• EXCERPTED TEXT
::::::::

The main objection to this view is that surrogacy involves not just the provision of a service—womb rental, if you like—but the establishment of arguably one of the most intimate relationship between two human beings, that of mother and child. “To have carried a baby in your womb, shared a blood supply, felt its little feet kick against your abdomen, heard its little heart beat next to yours and then to have given birth to a living human child you have been longing to cuddle is not a trivial act” (Miranda Devine The Daily Telegraph January 20, 2011). Viewed from this perspective, commercial surrogacy more resembles prostitution than babysitting. It commodifies the (gestational) mother’s body.
So it is not surprising that feminists have been among the harshest critics of commercial surrogacy. In particular, feminist theologians have emphasised the unity of the body with the self, contra Greek dualist thinking. My body and “I” cannot be separated. One cannot “use” a person’s body without using them as a person. It is a fundamental ethical principle that no human being should be treated as a means to an end, but always as an end in themselves. The Christian basis for this principle is the creation of humankind in the image of God, with inherent dignity and worthy of respect.
The same principle underlies concerns that commercial surrogacy commodifies not only the woman’s body, but also the baby to be born. In an infamous 1980s U.S. case, surrogate mother Mary Beth Whitehead changed her mind about turning over her daughter, Melissa (baby M) to the commissioning parents, the Sterns. Melissa had been conceived by artificial insemination of Mrs. Whitehead using Dr. Stern’s sperm. In the ensuing court case, the judge awarded custody to the father, Dr. Stern, on the basis that Mrs. Whitehead should honour the contract she had made. The baby was treated as a product “manufactured” by the surrogate, to be bought and sold, and to be owned by one party or another.

::::::::

• PROBLEMS TO WORK ON
1) Transcribe the stretch of the surrogacy text from "The main objection" through "(gestational) mother’s body.".
2) Continue the passage on commercial surrogacy, starting after its last sentence.
None of the lines after this point are needed.

::::::::

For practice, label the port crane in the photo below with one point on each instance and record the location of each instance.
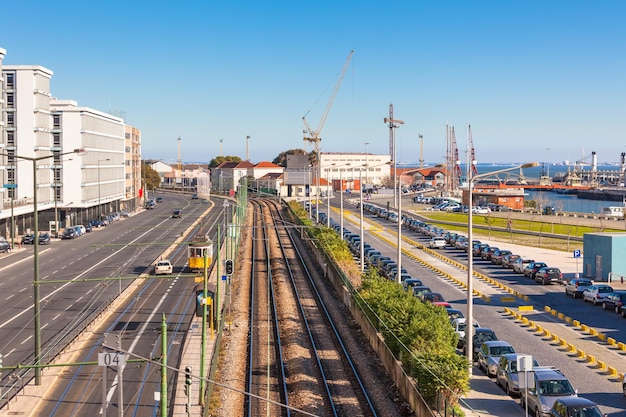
(313, 136)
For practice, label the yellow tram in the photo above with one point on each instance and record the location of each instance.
(199, 251)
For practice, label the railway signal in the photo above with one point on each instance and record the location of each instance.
(229, 266)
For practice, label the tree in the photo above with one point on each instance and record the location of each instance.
(219, 159)
(149, 176)
(281, 159)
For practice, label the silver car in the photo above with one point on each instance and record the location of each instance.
(489, 355)
(507, 374)
(596, 293)
(548, 385)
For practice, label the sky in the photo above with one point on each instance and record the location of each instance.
(536, 80)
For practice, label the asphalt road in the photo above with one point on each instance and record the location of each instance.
(486, 397)
(83, 275)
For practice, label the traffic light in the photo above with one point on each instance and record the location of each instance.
(230, 266)
(188, 375)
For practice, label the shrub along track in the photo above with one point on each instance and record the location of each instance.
(322, 365)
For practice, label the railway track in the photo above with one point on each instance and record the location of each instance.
(297, 359)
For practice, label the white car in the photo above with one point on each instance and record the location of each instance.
(459, 325)
(163, 267)
(437, 242)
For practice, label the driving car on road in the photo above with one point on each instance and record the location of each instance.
(577, 286)
(549, 385)
(5, 246)
(44, 238)
(28, 239)
(163, 267)
(597, 293)
(489, 355)
(575, 406)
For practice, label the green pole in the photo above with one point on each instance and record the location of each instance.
(163, 367)
(204, 313)
(219, 278)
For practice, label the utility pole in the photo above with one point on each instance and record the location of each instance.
(393, 124)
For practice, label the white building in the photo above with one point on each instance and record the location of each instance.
(38, 136)
(348, 166)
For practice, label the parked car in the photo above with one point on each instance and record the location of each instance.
(575, 406)
(28, 239)
(434, 298)
(496, 257)
(437, 243)
(410, 283)
(44, 238)
(549, 385)
(520, 264)
(577, 286)
(532, 268)
(163, 267)
(614, 301)
(596, 293)
(459, 325)
(481, 335)
(489, 355)
(454, 314)
(507, 261)
(488, 253)
(5, 246)
(548, 275)
(69, 233)
(507, 374)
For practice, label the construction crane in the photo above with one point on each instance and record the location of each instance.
(314, 135)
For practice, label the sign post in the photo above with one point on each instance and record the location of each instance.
(577, 256)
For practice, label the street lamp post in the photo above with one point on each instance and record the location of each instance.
(36, 294)
(469, 328)
(99, 199)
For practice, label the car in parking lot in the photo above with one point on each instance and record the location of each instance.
(458, 325)
(496, 257)
(507, 374)
(577, 286)
(575, 406)
(437, 242)
(434, 298)
(480, 336)
(549, 385)
(44, 238)
(507, 261)
(615, 301)
(548, 275)
(520, 264)
(163, 267)
(489, 355)
(532, 268)
(596, 293)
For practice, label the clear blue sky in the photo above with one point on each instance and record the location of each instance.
(536, 80)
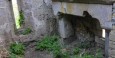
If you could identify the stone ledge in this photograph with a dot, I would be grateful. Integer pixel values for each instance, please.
(87, 1)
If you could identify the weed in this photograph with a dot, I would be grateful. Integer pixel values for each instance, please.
(77, 50)
(26, 31)
(21, 18)
(99, 54)
(51, 43)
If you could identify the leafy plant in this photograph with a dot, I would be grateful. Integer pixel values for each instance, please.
(26, 31)
(21, 18)
(17, 48)
(99, 54)
(48, 43)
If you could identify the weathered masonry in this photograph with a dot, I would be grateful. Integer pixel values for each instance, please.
(101, 10)
(40, 17)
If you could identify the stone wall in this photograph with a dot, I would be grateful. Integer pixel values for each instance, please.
(39, 17)
(6, 26)
(112, 36)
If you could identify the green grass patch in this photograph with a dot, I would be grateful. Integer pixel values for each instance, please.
(16, 50)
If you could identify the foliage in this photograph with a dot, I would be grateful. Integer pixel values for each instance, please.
(77, 50)
(26, 31)
(21, 18)
(99, 54)
(48, 43)
(17, 48)
(88, 56)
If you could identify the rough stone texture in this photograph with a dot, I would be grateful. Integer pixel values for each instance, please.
(101, 12)
(87, 1)
(112, 44)
(6, 23)
(39, 17)
(6, 27)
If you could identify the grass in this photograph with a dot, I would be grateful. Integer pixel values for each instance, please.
(26, 31)
(16, 50)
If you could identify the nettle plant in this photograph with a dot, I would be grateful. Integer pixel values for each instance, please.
(16, 50)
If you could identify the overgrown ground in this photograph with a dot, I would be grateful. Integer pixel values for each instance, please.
(52, 47)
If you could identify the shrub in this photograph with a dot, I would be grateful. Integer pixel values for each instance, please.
(48, 43)
(99, 54)
(77, 50)
(26, 31)
(17, 48)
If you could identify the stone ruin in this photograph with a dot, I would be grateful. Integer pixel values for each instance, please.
(40, 16)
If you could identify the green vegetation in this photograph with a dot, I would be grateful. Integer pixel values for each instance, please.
(77, 50)
(26, 31)
(20, 19)
(16, 50)
(99, 54)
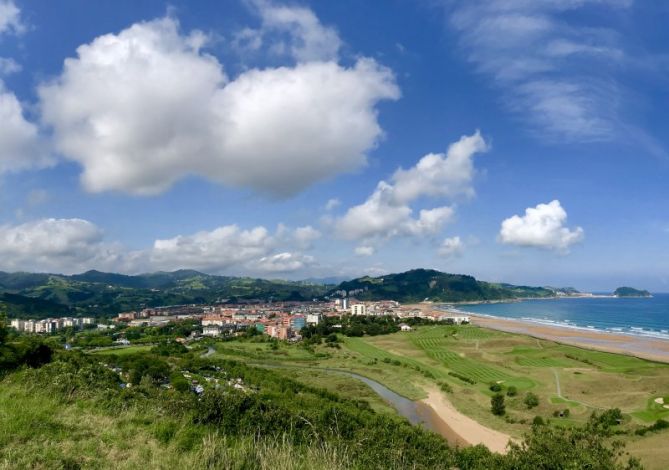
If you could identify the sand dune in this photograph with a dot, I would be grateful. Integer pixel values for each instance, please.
(466, 430)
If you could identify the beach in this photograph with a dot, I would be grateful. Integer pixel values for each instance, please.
(461, 430)
(643, 347)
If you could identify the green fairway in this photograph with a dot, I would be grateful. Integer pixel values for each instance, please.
(123, 350)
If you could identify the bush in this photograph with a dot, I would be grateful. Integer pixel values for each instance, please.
(497, 405)
(445, 387)
(464, 378)
(531, 400)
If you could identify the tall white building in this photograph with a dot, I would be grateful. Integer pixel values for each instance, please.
(358, 309)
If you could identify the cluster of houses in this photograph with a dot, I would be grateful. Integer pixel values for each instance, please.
(281, 320)
(50, 325)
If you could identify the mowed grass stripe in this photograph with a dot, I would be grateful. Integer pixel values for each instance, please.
(359, 345)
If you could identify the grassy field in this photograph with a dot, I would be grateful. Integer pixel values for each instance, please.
(122, 350)
(409, 362)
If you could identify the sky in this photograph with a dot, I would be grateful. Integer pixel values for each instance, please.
(521, 141)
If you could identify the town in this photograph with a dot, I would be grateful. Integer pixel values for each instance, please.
(280, 320)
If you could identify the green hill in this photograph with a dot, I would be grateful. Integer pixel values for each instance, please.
(104, 294)
(421, 284)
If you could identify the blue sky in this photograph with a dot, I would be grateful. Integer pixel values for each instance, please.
(519, 141)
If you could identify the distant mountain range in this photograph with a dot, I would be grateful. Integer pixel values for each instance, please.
(98, 293)
(630, 292)
(104, 294)
(426, 284)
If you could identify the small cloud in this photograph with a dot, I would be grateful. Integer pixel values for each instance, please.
(332, 204)
(451, 247)
(10, 18)
(542, 226)
(364, 250)
(37, 197)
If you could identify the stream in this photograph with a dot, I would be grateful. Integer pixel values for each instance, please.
(416, 412)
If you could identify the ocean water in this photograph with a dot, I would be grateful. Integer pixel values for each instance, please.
(636, 316)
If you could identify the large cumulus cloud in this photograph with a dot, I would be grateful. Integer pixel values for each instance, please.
(144, 108)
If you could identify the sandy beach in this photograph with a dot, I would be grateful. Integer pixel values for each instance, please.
(462, 430)
(646, 348)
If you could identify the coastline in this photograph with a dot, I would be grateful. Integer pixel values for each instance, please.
(460, 430)
(619, 343)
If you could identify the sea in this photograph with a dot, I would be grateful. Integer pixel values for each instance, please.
(647, 317)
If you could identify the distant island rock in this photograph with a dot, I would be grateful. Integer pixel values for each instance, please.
(630, 292)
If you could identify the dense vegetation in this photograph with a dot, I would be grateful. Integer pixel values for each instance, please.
(421, 284)
(265, 417)
(630, 292)
(360, 325)
(29, 295)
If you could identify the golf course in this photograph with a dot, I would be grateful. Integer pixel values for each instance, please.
(468, 365)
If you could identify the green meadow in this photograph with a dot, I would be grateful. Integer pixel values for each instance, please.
(469, 359)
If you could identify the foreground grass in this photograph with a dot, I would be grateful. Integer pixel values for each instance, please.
(590, 381)
(38, 430)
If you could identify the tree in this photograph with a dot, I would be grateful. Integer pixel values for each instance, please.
(497, 405)
(531, 400)
(3, 323)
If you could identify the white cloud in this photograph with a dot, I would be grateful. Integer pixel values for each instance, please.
(75, 245)
(61, 245)
(20, 143)
(8, 66)
(10, 18)
(212, 251)
(441, 175)
(282, 263)
(146, 107)
(542, 227)
(563, 85)
(364, 250)
(305, 236)
(387, 212)
(306, 39)
(451, 247)
(332, 204)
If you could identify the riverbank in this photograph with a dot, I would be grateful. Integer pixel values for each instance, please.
(459, 429)
(642, 347)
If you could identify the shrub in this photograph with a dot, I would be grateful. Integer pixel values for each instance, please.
(497, 405)
(464, 378)
(445, 387)
(531, 400)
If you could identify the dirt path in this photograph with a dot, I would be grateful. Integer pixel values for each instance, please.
(470, 431)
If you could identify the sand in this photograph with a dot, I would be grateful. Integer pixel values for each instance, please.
(646, 348)
(462, 430)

::::::::

• YOUR WRITTEN ANSWERS
1)
The main objection to this view is that surrogacy involves not just the provision of a service—womb rental, if you like—but the establishment of arguably one of the most intimate relationship between two human beings, that of mother and child. “To have carried a baby in your womb, shared a blood supply, felt its little feet kick against your abdomen, heard its little heart beat next to yours and then to have given birth to a living human child you have been longing to cuddle is not a trivial act” (Miranda Devine The Daily Telegraph January 20, 2011). Viewed from this perspective, commercial surrogacy more resembles prostitution than babysitting. It commodifies the (gestational) mother’s body.

2)
Another concern Christians and feminists share is for justice for the disadvantaged. Many feminists believe that surrogacy is a form of oppression and that the choice for a woman to become a surrogate is really no choice at all. Celebrity couples reportedly pay round $150,000 for the services of a surrogate. The same concerns raised in relation to paying for organs for transplantation apply here, too. Will it not be the disadvantaged who “choose” to earn money this way? In fact, since commercial surrogacy is illegal in Australia (unlike the U.S.), most Australians go overseas to find a surrogate, typically to India or Thailand, where the going rate is round $50,000.
Altruistic surrogacy is legal in Australia under fairly tight regulation, as it should be. A woman may choose, as a precious gift, to act as a gestational mother for a couple who are infertile. The surrogate may receive her medical and other expenses, but may not profit from the arrangement. The least problematic situation, ethically, would be where the surrogate was not the genetic mother of the child (unlike the baby M case), and donor gametes were not involved (that is, the couple’s infertility is due to the inability of the woman to carry a foetus—for example, due to a diseased or absent uterus—but an embryo may be formed using the eggs and sperm of the couple).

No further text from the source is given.